EXCERPTED TEXT:
↓

Great lift mane. But I agree with EZ way too easy for ya though.


----------



## felix42 (Sep 21, 2013)

Iz_vivit said:


> Great lift mane. But I agree with EZ way too easy for ya though.



Thanks very much.


----------



## bigcruz (Sep 22, 2013)

Congrats on your achievement!


----------



## felix42 (Sep 22, 2013)

bigcruz said:


> Congrats on your achievement!



Thanks very much.


----------



## Merkaba (Sep 23, 2013)

You've probably got another 50 lbs easily when you get those glutes lower/more involved.


----------



## felix42 (Sep 24, 2013)

Merkaba said:


> You've probably got another 50 lbs easily when you get those glutes lower/more involved.



Thanks very much I hope you are right about another 50 lbs I will work on my form.


----------



## Warriorblaze (Oct 28, 2013)

↑

TASKS TO COMPLETE:
[A] In the weightlifting forum thread, how much more weight does Merkaba say felix42 could probably lift?
[B] Continue the weightlifting forum thread from the point where it stops.
The listing after this point is separate material and has no connection to the weightlifting forum thread.

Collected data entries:
↓

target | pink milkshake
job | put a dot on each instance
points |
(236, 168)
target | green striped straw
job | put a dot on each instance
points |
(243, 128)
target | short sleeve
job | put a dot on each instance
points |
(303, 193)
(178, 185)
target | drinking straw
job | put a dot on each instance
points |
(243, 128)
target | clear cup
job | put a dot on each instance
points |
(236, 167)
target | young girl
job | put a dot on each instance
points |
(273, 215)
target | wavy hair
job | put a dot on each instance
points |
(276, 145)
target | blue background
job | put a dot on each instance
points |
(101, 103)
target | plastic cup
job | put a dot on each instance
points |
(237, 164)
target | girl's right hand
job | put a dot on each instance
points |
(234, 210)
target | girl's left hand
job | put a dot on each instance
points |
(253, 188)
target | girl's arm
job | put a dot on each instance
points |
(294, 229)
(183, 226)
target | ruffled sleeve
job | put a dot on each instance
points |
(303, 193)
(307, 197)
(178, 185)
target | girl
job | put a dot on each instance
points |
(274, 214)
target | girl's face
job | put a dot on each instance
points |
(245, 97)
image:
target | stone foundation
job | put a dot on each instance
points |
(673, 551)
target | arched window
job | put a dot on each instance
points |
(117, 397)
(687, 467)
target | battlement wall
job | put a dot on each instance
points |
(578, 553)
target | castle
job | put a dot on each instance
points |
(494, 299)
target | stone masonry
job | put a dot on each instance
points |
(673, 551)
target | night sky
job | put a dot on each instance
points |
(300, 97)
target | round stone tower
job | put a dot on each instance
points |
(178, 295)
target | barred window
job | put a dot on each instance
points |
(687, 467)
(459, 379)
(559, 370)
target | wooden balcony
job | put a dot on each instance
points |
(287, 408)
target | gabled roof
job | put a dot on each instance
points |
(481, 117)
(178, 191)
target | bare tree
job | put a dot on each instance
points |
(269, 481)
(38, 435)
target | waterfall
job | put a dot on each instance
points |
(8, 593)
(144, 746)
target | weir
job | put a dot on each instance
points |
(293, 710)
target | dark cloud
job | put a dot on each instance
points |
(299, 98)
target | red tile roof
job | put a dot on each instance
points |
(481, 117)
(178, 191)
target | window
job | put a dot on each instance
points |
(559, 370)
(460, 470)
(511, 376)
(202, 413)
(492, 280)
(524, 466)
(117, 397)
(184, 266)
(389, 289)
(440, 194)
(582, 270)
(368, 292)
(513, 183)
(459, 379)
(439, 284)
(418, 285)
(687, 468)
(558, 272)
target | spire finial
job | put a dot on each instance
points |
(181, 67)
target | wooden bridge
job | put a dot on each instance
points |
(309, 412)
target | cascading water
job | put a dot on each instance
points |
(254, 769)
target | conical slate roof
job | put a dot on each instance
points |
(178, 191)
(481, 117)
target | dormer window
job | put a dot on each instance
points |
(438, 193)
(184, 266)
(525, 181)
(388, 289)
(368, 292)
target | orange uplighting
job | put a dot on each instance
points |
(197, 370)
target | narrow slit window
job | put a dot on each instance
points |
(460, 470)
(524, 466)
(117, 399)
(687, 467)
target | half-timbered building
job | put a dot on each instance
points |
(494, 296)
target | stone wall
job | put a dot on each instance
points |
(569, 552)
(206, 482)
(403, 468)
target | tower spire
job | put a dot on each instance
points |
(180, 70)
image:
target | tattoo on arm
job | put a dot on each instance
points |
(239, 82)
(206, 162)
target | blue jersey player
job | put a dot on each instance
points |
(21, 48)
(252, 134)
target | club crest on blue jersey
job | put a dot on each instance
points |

↑

THE ANSWERS:
[A] Another 50 lbs, once felix42 gets the glutes lower and more involved.

[B]
Good pull!


----------



## felix42 (Nov 9, 2013)

Warriorblaze said:


> Good pull!



Thanks very much.


----------



## docdoom77 (Nov 10, 2013)

Awesome.  Also, when compared with your new vid, it shows just how much you have leaned out for your upcoming show.  Great job!


----------



## felix42 (Nov 11, 2013)

docdoom77 said:


> Awesome. Also, when compared with your new vid, it shows just how much you have leaned out for your upcoming show. Great job!



Thanks very much.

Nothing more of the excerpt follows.